=== Testo selezionato ===
—————
La provocazione di Giuliano Poletti, Ministro del Lavoro e delle Politiche Sociali(?): “Ragazzi, il 110 a 28 anni non vale un fico”
Probabilmente la maggior parte dei cittadini e cittadine italiani/e non sa ricordare un nome, tra i tanti presidenti che hanno retto la storia più che centenaria della Lega nazionale cooperative e mutue. Eppure tra essi ci sono stati personaggi di altissimo livello, dal partigiano “titino” Valdo Magnani al presidente dell’Alleanza Internazionale delle Cooperative Ivano Barberini.
Il nome del penultimo invece, purtroppo, imparano a conoscerlo anche i più distratti. Con grande imbarazzo di chi si sente rinfacciare ad ogni piè sospinto di stare nella stessa organizzazione di quello che è l’attuale Ministro del (non) lavoro.
Maurizio Crozza ne fustiga l’agreste sempliciottismo, ma – come in altri casi tra le imitazioni del noto comico genovese – l’originale batte di gran lunga ogni caricatura. Paragonato ad un illustre esempio * , il semplicismo delle analisi dell’attuale ministro del lavoro è disarmante. In un paese deindustrializzato, privo ormai di grande imprese nazionali, in recessione da quasi un decennio, con indici di bilancio che sono superati in pejus (tra i paesi dell’Unione Europea) solo dalla Grecia, per Poletti il problema è che i giovani si laureerebbero tardi, perché perseguono l’obiettivo edonistico del massimo dei voti!
Invece, se si laureassero prima, il lavoro lo troverebbero certamente: grazie ad una sfrenata fantasia lisergica, che non riusciamo a riconoscere nell’ex comunista imolese assurto alla corte renziana grazie al pacchetto conferito di voti emiliano-romagnoli.
—————
=== Compito assegnato ===
Elenca tutte le persone indicate con nome e cognome nel testo selezionato.
—————
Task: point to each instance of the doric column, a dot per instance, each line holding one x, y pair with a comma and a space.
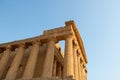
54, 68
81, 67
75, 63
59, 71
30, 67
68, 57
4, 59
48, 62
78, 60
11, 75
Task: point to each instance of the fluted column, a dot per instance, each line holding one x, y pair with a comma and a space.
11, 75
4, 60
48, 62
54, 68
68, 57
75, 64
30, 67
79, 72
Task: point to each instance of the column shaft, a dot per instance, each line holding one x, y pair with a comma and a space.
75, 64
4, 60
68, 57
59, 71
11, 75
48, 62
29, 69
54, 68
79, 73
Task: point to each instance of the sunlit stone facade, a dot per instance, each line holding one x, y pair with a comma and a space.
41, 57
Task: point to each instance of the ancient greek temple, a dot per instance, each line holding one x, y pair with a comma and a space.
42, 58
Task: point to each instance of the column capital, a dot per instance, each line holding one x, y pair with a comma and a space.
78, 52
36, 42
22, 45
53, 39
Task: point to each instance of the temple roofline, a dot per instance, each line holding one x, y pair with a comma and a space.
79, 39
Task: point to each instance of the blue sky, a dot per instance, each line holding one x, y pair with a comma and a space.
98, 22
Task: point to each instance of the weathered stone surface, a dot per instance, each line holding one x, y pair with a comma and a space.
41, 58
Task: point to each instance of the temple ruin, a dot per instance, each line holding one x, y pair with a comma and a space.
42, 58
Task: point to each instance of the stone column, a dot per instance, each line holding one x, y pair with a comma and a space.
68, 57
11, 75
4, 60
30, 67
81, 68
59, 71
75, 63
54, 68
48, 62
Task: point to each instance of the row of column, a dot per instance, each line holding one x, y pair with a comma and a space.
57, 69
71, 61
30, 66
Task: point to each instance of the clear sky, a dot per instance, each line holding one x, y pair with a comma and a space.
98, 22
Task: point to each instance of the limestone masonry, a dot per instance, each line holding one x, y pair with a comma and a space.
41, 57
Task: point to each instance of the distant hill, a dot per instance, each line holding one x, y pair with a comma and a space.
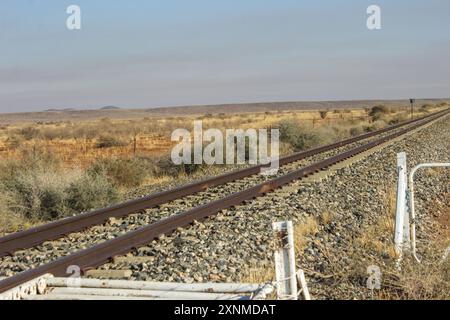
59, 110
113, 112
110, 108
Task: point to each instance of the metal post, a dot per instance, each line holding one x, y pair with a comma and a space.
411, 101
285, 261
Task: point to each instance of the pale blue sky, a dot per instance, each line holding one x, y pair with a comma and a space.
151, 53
—————
=== Risposta ===
Giuliano Poletti
Valdo Magnani
Ivano Barberini
Maurizio Crozza